» Extracted data:
######
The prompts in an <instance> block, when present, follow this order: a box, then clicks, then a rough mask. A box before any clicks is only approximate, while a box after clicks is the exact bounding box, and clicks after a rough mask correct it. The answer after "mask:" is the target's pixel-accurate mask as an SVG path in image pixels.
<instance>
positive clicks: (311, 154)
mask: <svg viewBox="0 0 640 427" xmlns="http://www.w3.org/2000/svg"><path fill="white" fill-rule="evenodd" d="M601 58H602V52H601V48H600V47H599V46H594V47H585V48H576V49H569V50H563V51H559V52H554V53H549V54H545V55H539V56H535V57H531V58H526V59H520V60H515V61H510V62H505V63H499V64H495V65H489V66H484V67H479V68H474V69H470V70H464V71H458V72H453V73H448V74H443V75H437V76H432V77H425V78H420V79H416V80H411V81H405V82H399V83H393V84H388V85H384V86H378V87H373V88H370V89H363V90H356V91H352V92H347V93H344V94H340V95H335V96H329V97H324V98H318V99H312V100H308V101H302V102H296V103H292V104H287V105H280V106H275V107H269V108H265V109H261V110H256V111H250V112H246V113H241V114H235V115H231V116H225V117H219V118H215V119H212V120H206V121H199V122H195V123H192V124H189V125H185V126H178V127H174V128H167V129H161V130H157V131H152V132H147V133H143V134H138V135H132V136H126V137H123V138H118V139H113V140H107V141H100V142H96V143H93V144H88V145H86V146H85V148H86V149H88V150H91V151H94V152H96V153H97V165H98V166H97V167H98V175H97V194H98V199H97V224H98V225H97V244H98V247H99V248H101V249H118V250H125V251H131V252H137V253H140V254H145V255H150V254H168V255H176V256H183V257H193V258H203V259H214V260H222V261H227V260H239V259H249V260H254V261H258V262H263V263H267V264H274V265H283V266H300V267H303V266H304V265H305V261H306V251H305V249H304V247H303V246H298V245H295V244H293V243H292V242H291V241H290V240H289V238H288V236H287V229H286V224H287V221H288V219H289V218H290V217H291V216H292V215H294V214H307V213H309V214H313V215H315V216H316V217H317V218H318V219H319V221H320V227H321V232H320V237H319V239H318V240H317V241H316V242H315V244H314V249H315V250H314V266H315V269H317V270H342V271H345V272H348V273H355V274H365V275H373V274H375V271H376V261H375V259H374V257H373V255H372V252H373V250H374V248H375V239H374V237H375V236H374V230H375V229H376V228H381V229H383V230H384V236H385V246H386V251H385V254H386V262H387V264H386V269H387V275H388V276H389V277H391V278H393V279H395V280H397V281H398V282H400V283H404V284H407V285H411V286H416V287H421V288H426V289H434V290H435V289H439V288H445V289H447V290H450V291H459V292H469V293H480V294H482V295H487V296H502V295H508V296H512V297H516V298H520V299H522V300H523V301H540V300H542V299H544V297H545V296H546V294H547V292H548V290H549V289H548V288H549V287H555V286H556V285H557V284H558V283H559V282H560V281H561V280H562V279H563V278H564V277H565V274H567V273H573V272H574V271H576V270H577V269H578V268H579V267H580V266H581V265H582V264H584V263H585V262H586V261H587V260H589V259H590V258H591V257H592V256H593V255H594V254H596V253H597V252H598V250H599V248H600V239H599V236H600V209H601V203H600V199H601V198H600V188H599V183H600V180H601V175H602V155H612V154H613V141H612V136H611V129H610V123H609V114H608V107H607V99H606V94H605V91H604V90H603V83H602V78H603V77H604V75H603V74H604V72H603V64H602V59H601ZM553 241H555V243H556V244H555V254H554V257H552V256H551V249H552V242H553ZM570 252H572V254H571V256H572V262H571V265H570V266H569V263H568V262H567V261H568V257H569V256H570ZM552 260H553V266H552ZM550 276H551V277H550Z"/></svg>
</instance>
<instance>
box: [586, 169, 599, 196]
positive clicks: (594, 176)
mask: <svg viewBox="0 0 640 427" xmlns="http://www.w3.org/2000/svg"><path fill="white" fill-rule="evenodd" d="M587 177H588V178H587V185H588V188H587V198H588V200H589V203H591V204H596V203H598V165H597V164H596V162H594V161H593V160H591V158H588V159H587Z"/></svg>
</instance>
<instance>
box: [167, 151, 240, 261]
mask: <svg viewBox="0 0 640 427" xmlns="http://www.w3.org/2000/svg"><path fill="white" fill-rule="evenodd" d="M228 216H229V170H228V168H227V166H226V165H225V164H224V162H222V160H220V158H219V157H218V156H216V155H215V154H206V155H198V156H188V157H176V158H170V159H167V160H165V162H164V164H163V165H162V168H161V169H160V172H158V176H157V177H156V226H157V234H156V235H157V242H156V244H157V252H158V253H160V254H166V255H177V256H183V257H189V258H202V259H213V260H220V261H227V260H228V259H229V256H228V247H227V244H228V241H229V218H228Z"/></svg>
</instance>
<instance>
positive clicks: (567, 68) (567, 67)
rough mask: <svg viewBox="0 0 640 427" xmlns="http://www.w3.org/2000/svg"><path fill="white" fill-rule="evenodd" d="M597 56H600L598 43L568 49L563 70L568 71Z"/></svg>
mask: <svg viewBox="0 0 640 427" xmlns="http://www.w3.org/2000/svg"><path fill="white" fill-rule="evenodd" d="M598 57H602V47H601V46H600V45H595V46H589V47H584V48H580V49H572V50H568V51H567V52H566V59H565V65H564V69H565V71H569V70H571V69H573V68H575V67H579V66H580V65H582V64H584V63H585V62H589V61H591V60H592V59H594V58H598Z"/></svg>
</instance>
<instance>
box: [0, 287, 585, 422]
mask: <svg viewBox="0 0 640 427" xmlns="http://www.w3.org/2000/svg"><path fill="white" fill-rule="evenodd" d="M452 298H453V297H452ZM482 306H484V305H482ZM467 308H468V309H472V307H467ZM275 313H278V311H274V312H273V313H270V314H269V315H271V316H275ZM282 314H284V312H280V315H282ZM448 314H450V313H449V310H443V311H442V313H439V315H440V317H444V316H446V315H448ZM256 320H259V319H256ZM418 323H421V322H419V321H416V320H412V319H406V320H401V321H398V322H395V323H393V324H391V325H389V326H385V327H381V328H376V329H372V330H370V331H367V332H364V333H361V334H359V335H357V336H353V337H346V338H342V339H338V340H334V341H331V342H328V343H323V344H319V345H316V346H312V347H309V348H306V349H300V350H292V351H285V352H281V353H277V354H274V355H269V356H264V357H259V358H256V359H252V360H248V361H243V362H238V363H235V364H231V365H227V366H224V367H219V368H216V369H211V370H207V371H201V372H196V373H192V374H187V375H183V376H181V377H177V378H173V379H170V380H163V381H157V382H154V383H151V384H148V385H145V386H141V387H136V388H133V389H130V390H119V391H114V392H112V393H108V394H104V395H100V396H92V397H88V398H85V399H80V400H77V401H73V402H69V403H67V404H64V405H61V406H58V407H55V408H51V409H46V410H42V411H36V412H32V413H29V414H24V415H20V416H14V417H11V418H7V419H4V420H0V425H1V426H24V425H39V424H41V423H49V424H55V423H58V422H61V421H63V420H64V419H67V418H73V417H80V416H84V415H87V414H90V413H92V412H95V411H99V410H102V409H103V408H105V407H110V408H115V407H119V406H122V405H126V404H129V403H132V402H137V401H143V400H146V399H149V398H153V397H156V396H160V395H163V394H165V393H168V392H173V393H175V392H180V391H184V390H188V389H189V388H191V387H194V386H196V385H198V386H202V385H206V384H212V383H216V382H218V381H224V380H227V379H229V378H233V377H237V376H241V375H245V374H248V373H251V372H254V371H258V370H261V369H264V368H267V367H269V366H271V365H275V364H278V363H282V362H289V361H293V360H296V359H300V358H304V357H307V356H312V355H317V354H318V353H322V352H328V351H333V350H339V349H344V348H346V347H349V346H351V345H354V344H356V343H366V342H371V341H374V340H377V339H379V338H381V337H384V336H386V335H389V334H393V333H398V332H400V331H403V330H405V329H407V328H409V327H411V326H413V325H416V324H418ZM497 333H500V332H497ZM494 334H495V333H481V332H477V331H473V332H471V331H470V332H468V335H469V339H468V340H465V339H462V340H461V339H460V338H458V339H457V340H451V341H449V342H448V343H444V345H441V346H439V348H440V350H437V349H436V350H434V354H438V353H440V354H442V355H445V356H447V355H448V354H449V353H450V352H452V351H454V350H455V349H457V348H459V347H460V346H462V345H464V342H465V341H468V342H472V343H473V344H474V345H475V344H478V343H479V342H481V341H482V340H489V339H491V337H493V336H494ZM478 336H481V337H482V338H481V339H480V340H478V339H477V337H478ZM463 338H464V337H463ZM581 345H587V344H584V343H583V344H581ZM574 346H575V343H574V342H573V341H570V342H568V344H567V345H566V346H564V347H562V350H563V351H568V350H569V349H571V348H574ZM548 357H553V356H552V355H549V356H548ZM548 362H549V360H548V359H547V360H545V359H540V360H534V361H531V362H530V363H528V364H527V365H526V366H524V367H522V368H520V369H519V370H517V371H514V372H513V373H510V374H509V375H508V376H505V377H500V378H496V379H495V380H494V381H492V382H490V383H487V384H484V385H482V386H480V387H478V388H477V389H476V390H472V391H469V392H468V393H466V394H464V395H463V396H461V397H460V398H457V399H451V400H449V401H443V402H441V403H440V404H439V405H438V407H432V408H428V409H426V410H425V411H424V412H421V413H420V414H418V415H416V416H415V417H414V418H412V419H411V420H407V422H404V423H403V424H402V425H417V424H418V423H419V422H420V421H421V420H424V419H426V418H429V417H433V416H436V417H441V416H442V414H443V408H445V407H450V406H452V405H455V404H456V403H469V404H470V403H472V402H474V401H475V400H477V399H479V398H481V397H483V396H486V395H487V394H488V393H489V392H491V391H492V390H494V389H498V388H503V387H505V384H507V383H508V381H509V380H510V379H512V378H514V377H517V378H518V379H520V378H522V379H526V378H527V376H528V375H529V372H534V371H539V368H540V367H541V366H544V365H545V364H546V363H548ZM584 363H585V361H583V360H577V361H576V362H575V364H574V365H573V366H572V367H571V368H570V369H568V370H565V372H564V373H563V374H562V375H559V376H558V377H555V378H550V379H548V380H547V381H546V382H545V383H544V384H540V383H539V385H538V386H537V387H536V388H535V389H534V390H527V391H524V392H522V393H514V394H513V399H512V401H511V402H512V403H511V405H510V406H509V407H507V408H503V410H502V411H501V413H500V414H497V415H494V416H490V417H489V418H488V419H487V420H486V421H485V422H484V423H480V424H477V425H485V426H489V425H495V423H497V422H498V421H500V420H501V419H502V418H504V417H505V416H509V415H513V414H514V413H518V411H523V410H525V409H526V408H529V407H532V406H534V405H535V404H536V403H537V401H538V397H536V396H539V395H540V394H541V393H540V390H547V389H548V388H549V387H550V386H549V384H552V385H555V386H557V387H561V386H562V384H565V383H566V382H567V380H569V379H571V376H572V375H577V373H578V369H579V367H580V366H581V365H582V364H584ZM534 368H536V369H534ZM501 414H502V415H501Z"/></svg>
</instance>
######
» What to do:
Reproduce the data from its first line through the line containing "positive clicks: (311, 154)", inclusive, with every instance of "box" changed to "rectangle" and all else left unchanged.

» Output of the task:
The prompts in an <instance> block, when present, follow this order: a rectangle, then clicks, then a rough mask. A rectangle before any clicks is only approximate, while a rectangle after clicks is the exact bounding rectangle, and clicks after a rough mask correct it. The answer after "mask:" is the target's pixel-accurate mask as an SVG path in image pixels.
<instance>
positive clicks: (311, 154)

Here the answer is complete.